··· PASSAGE TO READ

I'm not sure this will be useful -- the thing that intrigues me is that one of the search engines is namazu.cgi which somehow makes me (as a non-expert in cgi, html, perl, etc.) suspect that maybe this will be convenient to integrate into TWiki. This is at least partially a note to remind me to investigate further.
--
RandyKramer - 27 Nov 2001
Namazu looks like a very useful Intranet tool. I've managed to get the windows binary version half-way working on Windows2k. There are limitations which I'm sure a programmer could fix fairly easily:
- MSOffice must be installed on the local computer to index .doc & .xls files - Namazu uses Win32::OLE by default. I see code to use wvWare (as well? instead?) but I don't know how to get that working.
- MSO documents being indexed must be on the local computer - after processing ~100 remote documents I get a crash in winword.exe after which no further office documents are indexed. (There does not appear to be any problem indexing remote .txt or .html files.)
Other stuff might be harder to fix. For instance indexing MSO documents is slow: 70 minutes to index 1800 local documents totalling 370 mb on a dual
PIV800MHz with 512mb ram. Maybe using wvWare instead of OLE would help here.

······
··· DATA PROVIDED

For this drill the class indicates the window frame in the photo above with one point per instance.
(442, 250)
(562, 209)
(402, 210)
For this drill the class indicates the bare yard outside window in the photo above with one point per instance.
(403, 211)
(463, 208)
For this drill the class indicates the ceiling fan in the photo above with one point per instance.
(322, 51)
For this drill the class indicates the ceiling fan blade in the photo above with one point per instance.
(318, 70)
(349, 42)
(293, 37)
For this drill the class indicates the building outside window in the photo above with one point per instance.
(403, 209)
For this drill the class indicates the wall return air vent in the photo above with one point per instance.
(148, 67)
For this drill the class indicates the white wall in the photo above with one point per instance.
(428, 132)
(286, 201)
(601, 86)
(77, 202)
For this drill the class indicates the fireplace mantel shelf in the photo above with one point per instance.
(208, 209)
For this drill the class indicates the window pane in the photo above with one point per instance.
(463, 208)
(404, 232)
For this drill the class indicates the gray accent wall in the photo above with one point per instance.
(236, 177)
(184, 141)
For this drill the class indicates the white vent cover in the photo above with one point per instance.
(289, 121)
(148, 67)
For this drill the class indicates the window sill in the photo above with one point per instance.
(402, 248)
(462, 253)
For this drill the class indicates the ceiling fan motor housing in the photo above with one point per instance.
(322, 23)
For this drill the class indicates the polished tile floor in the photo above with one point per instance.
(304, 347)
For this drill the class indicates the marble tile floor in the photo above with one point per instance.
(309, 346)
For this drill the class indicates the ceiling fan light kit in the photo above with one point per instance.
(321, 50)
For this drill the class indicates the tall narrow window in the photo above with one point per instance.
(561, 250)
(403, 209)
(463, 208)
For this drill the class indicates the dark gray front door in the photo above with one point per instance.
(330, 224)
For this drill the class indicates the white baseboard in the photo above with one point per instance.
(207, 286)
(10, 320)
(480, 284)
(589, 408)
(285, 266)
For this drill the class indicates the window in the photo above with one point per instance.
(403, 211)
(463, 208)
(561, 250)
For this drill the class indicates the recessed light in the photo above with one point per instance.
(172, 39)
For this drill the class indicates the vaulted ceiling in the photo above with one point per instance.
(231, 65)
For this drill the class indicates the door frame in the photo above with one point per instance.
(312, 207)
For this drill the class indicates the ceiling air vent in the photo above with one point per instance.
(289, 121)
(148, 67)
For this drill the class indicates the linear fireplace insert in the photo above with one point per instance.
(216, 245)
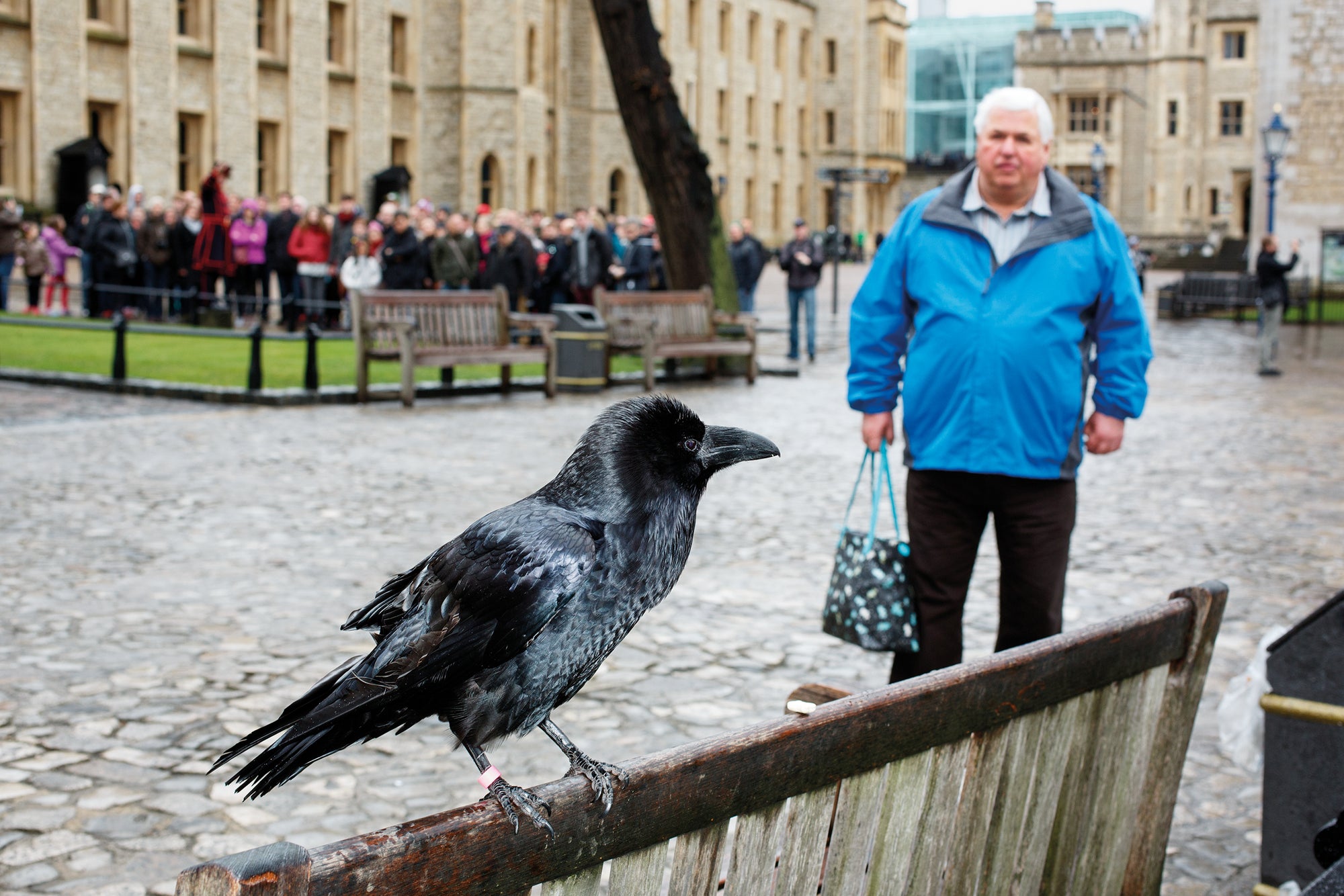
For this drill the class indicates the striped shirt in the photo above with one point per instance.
(1006, 236)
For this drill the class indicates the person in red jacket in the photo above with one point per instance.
(214, 251)
(311, 247)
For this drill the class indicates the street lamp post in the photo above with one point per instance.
(1099, 163)
(1276, 144)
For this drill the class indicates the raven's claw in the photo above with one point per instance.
(600, 774)
(526, 801)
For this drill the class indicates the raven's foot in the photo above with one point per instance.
(600, 774)
(525, 801)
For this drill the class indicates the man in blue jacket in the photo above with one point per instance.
(997, 291)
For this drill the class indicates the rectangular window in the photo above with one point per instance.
(335, 166)
(9, 143)
(398, 49)
(190, 146)
(337, 34)
(268, 26)
(268, 158)
(1084, 115)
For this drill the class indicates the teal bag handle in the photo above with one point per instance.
(877, 476)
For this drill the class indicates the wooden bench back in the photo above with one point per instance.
(1052, 768)
(681, 318)
(470, 320)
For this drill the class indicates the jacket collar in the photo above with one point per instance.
(1069, 214)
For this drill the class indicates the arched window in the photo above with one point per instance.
(616, 193)
(493, 186)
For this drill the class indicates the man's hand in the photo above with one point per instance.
(1104, 433)
(878, 428)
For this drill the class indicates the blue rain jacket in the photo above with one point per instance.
(998, 359)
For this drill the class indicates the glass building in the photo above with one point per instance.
(955, 62)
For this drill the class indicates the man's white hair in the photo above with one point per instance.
(1017, 100)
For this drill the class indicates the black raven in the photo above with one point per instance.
(513, 617)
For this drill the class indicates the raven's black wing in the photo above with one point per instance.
(475, 604)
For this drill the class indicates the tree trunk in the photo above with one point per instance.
(674, 169)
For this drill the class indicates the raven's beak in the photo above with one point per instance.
(725, 447)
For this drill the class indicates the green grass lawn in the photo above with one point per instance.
(216, 362)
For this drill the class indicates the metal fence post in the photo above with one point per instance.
(119, 351)
(255, 367)
(312, 335)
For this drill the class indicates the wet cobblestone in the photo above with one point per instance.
(174, 574)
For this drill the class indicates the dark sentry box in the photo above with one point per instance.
(1304, 761)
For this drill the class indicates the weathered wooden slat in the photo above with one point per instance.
(585, 883)
(698, 785)
(756, 847)
(933, 843)
(640, 874)
(806, 834)
(853, 834)
(976, 808)
(1048, 778)
(904, 805)
(1175, 722)
(1011, 804)
(698, 862)
(1127, 740)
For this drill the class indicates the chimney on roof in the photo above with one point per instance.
(1045, 15)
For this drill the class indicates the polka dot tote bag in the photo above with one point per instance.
(869, 602)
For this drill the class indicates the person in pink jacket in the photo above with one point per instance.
(60, 252)
(248, 234)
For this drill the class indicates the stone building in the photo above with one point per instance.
(505, 103)
(1173, 107)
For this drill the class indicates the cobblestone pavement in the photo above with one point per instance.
(173, 574)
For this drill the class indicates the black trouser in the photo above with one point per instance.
(947, 517)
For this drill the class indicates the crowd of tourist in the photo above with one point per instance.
(166, 259)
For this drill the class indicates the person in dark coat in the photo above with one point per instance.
(182, 245)
(803, 261)
(214, 253)
(510, 265)
(1273, 280)
(748, 257)
(401, 256)
(591, 256)
(115, 259)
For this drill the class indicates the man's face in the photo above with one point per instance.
(1010, 152)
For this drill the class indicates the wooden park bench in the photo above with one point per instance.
(424, 328)
(1052, 768)
(673, 326)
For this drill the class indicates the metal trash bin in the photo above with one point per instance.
(581, 349)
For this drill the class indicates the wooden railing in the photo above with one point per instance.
(1052, 768)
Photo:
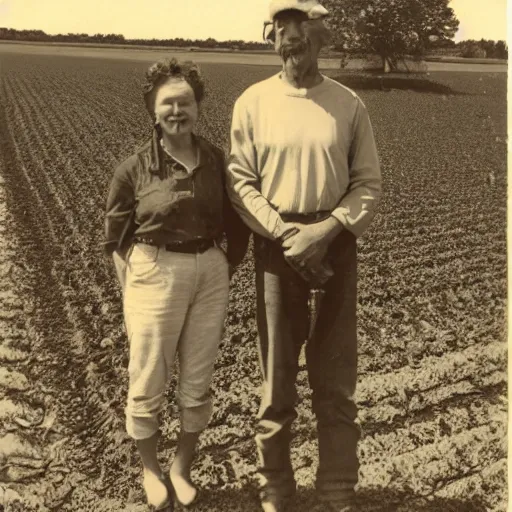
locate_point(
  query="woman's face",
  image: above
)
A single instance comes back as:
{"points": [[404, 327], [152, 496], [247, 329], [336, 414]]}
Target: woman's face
{"points": [[176, 108]]}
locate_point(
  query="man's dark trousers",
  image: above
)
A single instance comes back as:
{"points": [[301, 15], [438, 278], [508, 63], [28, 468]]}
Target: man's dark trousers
{"points": [[331, 356]]}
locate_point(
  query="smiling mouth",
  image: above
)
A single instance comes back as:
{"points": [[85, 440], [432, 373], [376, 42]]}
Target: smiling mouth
{"points": [[295, 51]]}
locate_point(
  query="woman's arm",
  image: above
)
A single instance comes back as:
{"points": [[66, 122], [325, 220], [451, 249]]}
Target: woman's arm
{"points": [[120, 203]]}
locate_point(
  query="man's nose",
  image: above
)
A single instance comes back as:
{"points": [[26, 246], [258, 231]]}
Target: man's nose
{"points": [[292, 32]]}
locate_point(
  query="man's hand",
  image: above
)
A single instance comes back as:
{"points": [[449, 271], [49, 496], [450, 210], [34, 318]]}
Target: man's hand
{"points": [[309, 245]]}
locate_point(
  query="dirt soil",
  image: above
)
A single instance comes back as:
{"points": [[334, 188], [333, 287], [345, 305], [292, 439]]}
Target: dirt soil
{"points": [[432, 384]]}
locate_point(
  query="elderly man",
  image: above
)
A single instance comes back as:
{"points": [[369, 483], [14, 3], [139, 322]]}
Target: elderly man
{"points": [[304, 175]]}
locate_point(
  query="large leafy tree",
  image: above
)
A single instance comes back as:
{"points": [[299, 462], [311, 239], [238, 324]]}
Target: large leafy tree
{"points": [[391, 28]]}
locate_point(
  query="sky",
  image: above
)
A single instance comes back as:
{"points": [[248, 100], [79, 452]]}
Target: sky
{"points": [[199, 19]]}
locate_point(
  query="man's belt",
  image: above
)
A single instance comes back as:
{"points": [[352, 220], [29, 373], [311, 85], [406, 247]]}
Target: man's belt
{"points": [[189, 246], [305, 218]]}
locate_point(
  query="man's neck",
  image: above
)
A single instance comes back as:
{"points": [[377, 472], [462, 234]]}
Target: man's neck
{"points": [[178, 143], [301, 77]]}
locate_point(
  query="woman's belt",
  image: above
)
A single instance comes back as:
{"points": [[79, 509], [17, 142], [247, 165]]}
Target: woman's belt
{"points": [[189, 246]]}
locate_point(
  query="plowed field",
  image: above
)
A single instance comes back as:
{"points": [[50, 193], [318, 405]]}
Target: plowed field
{"points": [[432, 386]]}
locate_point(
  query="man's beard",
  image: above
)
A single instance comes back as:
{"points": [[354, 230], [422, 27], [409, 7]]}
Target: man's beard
{"points": [[293, 51]]}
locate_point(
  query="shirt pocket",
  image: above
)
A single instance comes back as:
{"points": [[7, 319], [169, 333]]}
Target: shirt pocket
{"points": [[143, 260]]}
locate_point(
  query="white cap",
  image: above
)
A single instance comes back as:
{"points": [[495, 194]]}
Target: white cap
{"points": [[312, 8]]}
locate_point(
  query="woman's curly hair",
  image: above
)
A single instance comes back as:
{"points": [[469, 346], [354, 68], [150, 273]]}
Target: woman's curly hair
{"points": [[160, 71]]}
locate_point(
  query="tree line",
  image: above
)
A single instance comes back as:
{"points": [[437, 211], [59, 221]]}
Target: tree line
{"points": [[391, 29], [11, 34]]}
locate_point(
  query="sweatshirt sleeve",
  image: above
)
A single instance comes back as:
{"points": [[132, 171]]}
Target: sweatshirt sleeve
{"points": [[357, 208], [243, 180], [120, 202]]}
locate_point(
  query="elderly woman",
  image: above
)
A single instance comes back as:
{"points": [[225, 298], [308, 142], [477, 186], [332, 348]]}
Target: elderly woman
{"points": [[167, 212]]}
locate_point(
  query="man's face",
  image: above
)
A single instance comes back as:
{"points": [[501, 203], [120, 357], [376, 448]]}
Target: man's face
{"points": [[298, 39], [176, 108]]}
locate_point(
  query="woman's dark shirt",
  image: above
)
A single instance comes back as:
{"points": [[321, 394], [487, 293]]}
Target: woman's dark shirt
{"points": [[172, 204]]}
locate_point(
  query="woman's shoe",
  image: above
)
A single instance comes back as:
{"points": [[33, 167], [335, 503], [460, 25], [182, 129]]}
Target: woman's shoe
{"points": [[184, 492], [156, 492]]}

······

### REQUESTS
1 > In the Namazu forum excerpt, what does Namazu use by default to index .doc and .xls files?
2 > Repeat everything in the Namazu forum excerpt from "- MSO documents" down to "or .html files.)", word for word.

### EXPECTED RESPONSES
1 > Win32::OLE

2 >
- MSO documents being indexed must be on the local computer - after processing ~100 remote documents I get a crash in winword.exe after which no further office documents are indexed. (There does not appear to be any problem indexing remote .txt or .html files.)